* _PROMPT_
Duplicate the following lines exactly, everything from the line containing "nose, one point per instance." down to the line containing "[[63, 242]]", with both of those lines included.

* _ROWS_
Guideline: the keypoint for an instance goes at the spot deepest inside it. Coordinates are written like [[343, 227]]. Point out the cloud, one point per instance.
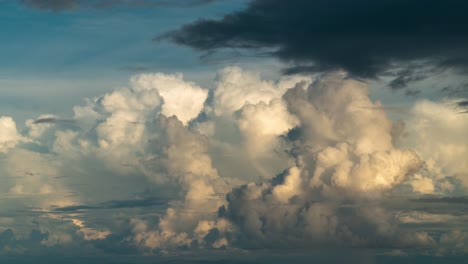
[[437, 132], [365, 38], [9, 136], [251, 163], [66, 5]]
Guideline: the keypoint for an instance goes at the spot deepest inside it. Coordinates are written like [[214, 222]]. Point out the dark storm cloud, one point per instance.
[[364, 37], [62, 5], [447, 200]]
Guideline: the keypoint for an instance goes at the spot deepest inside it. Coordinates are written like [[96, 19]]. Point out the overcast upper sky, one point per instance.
[[218, 131]]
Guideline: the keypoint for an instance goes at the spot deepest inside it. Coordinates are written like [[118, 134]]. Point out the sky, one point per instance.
[[218, 131]]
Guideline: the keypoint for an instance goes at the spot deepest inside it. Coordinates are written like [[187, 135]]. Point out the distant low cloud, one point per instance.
[[363, 37], [62, 5]]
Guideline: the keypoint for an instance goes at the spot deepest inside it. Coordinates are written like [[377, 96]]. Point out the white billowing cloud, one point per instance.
[[325, 153], [183, 155], [438, 133], [343, 151], [9, 136], [422, 184], [181, 98], [262, 123], [235, 88], [90, 233]]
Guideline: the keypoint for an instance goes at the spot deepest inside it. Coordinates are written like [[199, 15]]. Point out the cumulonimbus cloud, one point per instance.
[[294, 163]]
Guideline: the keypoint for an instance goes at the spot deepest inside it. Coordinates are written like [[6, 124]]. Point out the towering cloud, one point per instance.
[[9, 136], [257, 164]]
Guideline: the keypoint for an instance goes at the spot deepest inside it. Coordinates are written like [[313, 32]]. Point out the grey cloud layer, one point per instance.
[[363, 37]]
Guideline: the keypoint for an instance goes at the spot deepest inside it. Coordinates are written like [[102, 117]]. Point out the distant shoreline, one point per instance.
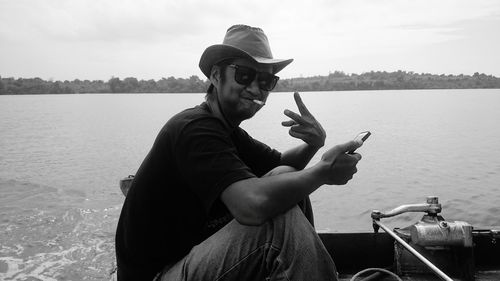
[[336, 81]]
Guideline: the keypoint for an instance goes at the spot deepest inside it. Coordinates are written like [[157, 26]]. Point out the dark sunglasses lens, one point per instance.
[[244, 75]]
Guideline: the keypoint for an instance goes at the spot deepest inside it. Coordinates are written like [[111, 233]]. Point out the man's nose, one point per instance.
[[254, 87]]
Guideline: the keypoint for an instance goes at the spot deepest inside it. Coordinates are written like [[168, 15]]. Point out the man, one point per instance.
[[211, 203]]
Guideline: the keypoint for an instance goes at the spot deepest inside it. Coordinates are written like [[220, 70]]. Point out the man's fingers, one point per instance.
[[298, 135], [300, 104], [288, 123], [349, 146]]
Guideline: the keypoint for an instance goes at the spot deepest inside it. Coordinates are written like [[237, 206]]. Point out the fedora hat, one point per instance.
[[241, 41]]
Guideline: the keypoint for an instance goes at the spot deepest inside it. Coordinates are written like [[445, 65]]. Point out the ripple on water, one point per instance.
[[63, 242]]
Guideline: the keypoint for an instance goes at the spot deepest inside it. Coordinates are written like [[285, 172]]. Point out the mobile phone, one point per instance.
[[361, 136]]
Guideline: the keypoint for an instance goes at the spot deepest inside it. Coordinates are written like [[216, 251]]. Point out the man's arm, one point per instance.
[[254, 201]]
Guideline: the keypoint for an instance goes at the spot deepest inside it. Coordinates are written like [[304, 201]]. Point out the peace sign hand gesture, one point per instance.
[[304, 126]]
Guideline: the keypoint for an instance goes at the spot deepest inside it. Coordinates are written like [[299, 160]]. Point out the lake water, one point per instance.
[[61, 157]]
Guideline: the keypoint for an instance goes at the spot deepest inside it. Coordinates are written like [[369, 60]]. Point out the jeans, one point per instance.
[[285, 248]]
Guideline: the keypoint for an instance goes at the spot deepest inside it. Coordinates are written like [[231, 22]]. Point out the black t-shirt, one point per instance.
[[174, 200]]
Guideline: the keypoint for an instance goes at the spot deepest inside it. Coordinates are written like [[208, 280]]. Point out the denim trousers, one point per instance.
[[284, 248]]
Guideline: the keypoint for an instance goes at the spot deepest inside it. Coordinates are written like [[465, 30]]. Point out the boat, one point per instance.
[[430, 249]]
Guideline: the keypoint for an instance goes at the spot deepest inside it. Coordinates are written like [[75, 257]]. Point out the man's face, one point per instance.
[[237, 100]]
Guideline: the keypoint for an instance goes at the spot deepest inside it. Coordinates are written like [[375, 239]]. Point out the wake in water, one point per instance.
[[43, 237]]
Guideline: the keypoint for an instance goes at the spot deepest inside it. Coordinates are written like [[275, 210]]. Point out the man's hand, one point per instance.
[[341, 165], [304, 126]]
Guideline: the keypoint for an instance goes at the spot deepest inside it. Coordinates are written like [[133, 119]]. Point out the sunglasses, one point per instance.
[[245, 76]]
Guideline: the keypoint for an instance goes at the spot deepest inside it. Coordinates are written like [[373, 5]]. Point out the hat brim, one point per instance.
[[217, 53]]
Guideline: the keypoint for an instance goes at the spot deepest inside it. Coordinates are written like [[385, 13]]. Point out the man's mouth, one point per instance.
[[259, 102]]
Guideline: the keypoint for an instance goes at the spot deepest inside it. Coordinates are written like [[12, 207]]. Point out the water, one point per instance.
[[61, 157]]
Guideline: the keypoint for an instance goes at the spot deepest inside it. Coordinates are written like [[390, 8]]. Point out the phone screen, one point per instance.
[[361, 136]]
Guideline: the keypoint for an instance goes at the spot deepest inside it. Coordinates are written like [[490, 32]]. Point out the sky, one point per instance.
[[149, 39]]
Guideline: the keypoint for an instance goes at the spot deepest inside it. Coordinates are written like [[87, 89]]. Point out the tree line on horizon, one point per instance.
[[336, 81]]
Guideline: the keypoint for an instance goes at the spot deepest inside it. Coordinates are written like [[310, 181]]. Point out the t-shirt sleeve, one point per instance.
[[208, 159]]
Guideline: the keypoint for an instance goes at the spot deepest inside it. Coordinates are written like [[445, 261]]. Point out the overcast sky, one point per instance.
[[99, 39]]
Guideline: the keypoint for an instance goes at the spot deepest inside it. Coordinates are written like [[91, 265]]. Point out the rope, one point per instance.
[[375, 269]]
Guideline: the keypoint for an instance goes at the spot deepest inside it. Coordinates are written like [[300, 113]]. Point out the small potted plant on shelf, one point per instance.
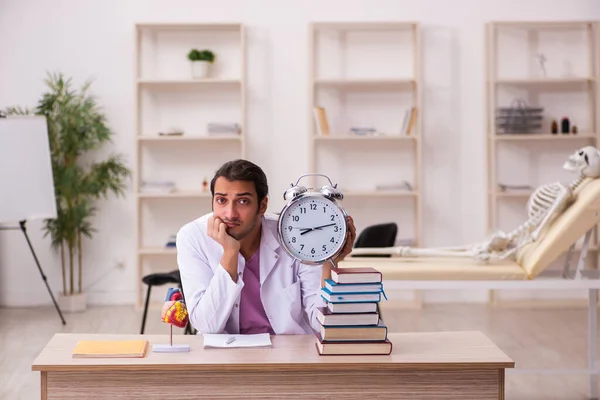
[[200, 59]]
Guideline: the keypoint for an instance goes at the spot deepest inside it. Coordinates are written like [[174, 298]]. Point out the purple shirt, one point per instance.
[[253, 318]]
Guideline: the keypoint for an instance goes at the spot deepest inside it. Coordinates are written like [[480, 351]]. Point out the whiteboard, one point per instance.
[[26, 183]]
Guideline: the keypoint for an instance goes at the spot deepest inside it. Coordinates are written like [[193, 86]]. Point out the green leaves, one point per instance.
[[201, 55], [77, 127]]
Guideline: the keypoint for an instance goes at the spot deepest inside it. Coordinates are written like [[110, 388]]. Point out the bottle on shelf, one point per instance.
[[565, 125], [554, 127]]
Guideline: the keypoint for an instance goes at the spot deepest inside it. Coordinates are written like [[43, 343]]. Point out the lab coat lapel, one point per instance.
[[268, 251]]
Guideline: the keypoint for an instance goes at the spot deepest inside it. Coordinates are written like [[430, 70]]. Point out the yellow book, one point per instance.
[[110, 348]]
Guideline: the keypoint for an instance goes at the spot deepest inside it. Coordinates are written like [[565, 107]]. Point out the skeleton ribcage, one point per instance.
[[541, 200]]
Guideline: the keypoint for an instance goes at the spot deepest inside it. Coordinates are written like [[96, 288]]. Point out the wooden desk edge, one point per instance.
[[270, 367]]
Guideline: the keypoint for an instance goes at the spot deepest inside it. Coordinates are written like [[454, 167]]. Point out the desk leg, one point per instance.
[[501, 384], [44, 385], [593, 341]]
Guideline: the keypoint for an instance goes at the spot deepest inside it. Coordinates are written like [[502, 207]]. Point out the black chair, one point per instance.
[[160, 279], [380, 235]]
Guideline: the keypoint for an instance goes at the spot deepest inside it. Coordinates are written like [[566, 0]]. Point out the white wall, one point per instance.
[[95, 39]]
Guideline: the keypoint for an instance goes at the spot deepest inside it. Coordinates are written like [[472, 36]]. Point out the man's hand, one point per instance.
[[350, 238], [348, 245], [217, 230]]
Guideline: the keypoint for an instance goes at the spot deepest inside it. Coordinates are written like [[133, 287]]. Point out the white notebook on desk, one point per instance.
[[214, 340]]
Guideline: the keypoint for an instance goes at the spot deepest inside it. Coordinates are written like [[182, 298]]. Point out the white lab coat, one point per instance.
[[290, 290]]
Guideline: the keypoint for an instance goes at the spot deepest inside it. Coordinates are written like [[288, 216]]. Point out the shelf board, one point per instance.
[[185, 26], [364, 26], [542, 24], [190, 138], [191, 194], [379, 193], [350, 137], [542, 136], [365, 82], [157, 251], [543, 81], [514, 193], [162, 83]]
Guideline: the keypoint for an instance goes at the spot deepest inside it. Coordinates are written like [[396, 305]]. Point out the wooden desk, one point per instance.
[[448, 365]]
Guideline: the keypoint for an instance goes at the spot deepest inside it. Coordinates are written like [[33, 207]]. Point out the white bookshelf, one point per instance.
[[568, 87], [367, 74], [169, 98]]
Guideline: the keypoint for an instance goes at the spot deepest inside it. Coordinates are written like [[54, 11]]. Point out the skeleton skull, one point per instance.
[[586, 161]]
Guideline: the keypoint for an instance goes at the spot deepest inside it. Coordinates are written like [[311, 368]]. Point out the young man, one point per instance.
[[236, 277]]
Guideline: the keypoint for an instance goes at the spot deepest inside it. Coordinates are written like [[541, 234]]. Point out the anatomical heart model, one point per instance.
[[174, 312]]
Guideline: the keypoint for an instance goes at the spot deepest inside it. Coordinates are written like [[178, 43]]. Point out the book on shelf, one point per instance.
[[348, 348], [321, 121], [334, 287], [328, 318], [350, 297], [356, 275], [339, 308], [353, 333], [350, 323], [410, 120]]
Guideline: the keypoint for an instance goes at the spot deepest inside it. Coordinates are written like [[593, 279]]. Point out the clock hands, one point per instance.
[[306, 230]]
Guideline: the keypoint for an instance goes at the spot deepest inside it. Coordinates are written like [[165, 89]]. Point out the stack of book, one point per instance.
[[350, 321]]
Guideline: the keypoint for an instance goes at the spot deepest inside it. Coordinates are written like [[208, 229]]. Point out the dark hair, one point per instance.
[[243, 170]]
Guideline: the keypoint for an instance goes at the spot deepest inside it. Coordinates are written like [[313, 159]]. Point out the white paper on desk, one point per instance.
[[218, 340]]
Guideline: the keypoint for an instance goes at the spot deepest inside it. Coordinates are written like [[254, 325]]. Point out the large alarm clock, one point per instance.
[[312, 225]]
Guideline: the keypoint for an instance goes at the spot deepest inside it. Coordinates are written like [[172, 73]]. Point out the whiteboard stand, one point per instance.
[[26, 173], [24, 230]]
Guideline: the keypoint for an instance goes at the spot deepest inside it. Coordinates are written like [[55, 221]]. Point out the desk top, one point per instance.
[[420, 350]]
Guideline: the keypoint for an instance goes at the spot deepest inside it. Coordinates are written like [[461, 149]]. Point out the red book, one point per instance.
[[363, 348], [356, 275]]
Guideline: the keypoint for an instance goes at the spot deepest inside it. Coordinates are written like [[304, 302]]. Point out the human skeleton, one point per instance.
[[545, 204]]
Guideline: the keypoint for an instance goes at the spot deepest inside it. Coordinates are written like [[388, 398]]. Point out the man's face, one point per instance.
[[236, 204]]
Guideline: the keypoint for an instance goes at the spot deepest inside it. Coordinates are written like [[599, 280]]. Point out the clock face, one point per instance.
[[313, 229]]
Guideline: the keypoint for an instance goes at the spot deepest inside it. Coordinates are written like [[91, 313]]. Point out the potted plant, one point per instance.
[[200, 59], [76, 128]]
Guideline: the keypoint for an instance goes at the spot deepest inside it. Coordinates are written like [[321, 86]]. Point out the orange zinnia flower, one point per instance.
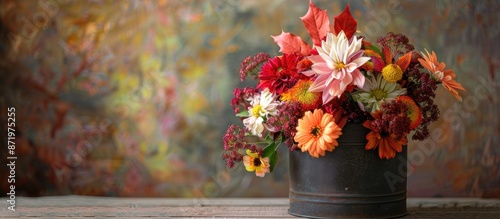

* _WRITTEN SOLUTION_
Guideline: the keypoint for an instance goes at the spot deepest inside it. Coordinates are written like [[111, 233]]. Point out the man's nose, one point per instance.
[[254, 87]]
Guideline: the keypoint for an instance goes at the spot deepest inside it. Coordinates are written like [[168, 15]]. Point out the man, one point per instance.
[[211, 203]]
Guideline: the keypoint for an instance goes at the spot deepest inside it. Coordinates are written like [[220, 70]]. Point out the man's fingers, one point per instance.
[[298, 135], [300, 104], [288, 123], [349, 146]]
Guideline: the keypoint for an instance goes at the spot deepest inside it. Coordinates are written like [[237, 206]]. Point out the fedora hat, one point per instance.
[[241, 41]]
Guideline: the keypoint for an instance goes at the spot deepest inside it. Coordinates are written like [[445, 65]]. Point out the ripple on water, one point per instance.
[[63, 242]]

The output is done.